Exercise: Reproduce the part of the material that opens with the line containing "Rules: pick out every instance of the streaked" and closes with the line containing "point(522, 304)", both lines included, leaving every request and its sample points unchanged. In the answer points, rescale each coordinate by a factor of 1.05 and round it to a whole number, with halves rounded up.

Material provided:
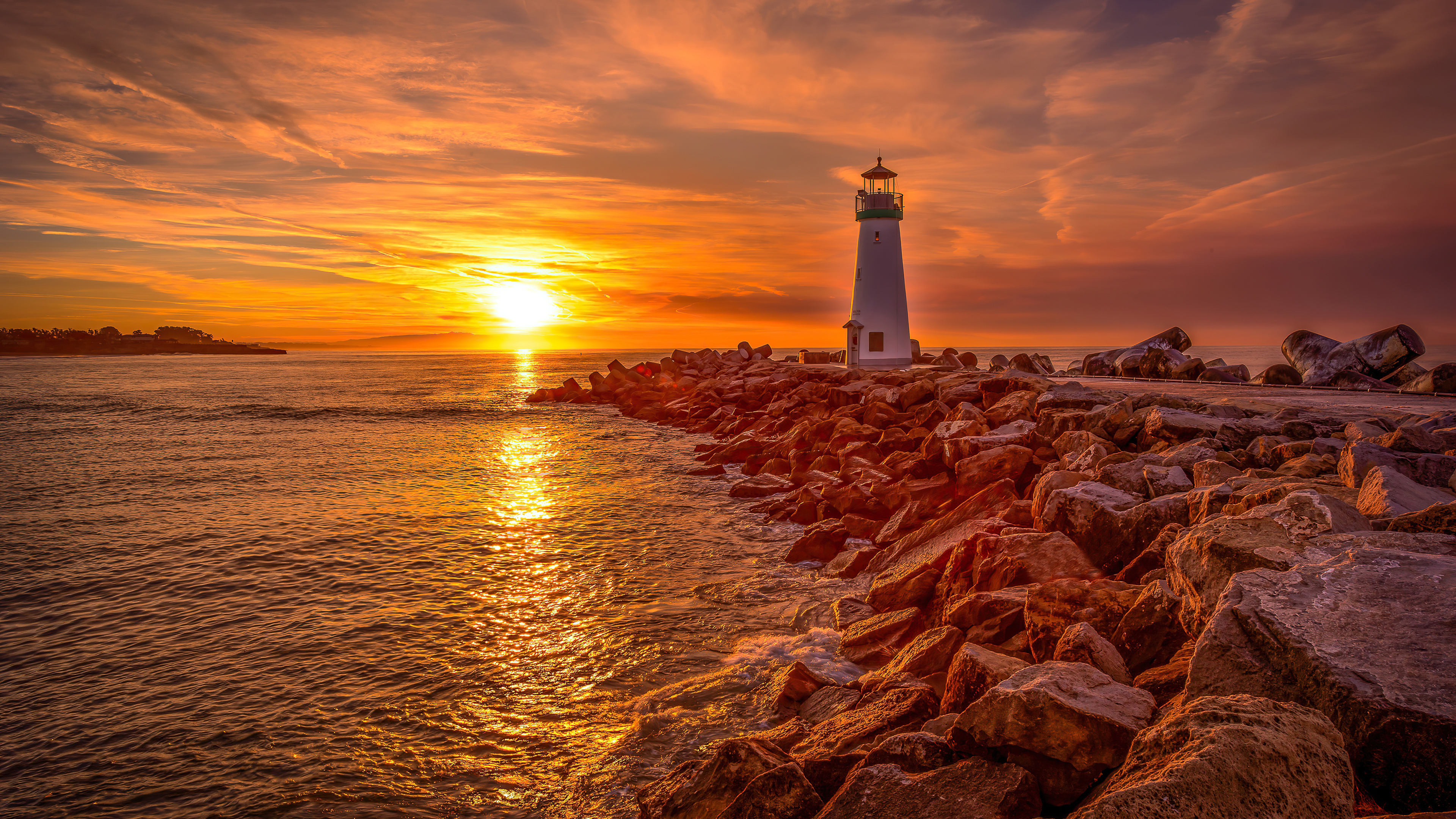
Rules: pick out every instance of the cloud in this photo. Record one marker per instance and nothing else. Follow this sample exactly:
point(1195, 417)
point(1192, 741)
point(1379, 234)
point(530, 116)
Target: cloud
point(682, 173)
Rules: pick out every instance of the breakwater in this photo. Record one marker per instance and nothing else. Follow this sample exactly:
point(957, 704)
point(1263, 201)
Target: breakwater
point(1075, 598)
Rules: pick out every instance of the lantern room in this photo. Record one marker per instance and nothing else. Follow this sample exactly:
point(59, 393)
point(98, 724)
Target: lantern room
point(879, 197)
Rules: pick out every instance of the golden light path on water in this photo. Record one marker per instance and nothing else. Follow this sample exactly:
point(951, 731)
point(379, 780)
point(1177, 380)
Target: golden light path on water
point(372, 585)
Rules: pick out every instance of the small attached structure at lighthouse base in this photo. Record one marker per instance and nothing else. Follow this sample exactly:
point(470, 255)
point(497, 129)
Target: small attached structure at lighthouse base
point(879, 331)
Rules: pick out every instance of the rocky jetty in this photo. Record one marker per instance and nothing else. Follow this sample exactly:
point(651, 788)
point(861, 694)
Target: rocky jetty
point(1079, 601)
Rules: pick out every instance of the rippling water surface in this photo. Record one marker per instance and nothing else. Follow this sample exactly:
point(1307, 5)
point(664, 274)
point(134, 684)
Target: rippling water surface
point(366, 585)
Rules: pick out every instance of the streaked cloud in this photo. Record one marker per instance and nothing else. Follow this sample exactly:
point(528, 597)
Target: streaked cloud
point(682, 173)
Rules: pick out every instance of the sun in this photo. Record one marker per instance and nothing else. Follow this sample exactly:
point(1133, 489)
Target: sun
point(522, 304)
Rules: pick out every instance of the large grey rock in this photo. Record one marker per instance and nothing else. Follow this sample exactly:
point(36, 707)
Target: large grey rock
point(1065, 722)
point(1202, 562)
point(974, 671)
point(1387, 493)
point(1308, 513)
point(1229, 757)
point(969, 789)
point(1362, 637)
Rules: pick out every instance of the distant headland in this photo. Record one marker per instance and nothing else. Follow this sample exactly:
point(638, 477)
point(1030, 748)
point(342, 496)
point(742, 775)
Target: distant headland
point(111, 342)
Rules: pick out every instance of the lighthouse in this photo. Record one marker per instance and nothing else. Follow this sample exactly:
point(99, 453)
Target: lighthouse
point(877, 336)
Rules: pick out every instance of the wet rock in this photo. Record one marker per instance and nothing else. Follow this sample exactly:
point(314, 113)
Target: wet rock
point(1357, 637)
point(972, 788)
point(1279, 375)
point(845, 732)
point(1308, 513)
point(1104, 363)
point(1056, 605)
point(1203, 560)
point(928, 653)
point(705, 789)
point(1177, 426)
point(1165, 482)
point(1081, 643)
point(1387, 493)
point(1068, 713)
point(761, 486)
point(988, 467)
point(783, 793)
point(912, 753)
point(828, 703)
point(794, 686)
point(988, 617)
point(1440, 519)
point(1028, 557)
point(874, 642)
point(1320, 359)
point(848, 611)
point(1231, 757)
point(851, 562)
point(1168, 679)
point(820, 541)
point(974, 671)
point(1149, 633)
point(787, 735)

Result:
Rules: pick out every instance of the streaked cloud in this photo. Record one marker per instance and nothing else. Follow this sample exactly:
point(528, 597)
Target: streaked cloud
point(716, 182)
Rules: pick out every instance of the sun in this photo. Record one marker per instance and nothing else. Follow this sample exactly:
point(1133, 489)
Target: sun
point(548, 319)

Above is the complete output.